- **Challenge**
Please swap "narrow street" for "wide street" everywhere it appears in the records below. Give the lines again with nothing else changed.

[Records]
===
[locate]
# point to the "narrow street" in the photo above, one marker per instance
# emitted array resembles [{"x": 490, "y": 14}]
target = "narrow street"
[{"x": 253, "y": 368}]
===
- **Written answer**
[locate]
# point to the "wide street" in the photo above, one marker per instance
# emitted array resembles [{"x": 490, "y": 14}]
target = "wide street"
[{"x": 253, "y": 368}]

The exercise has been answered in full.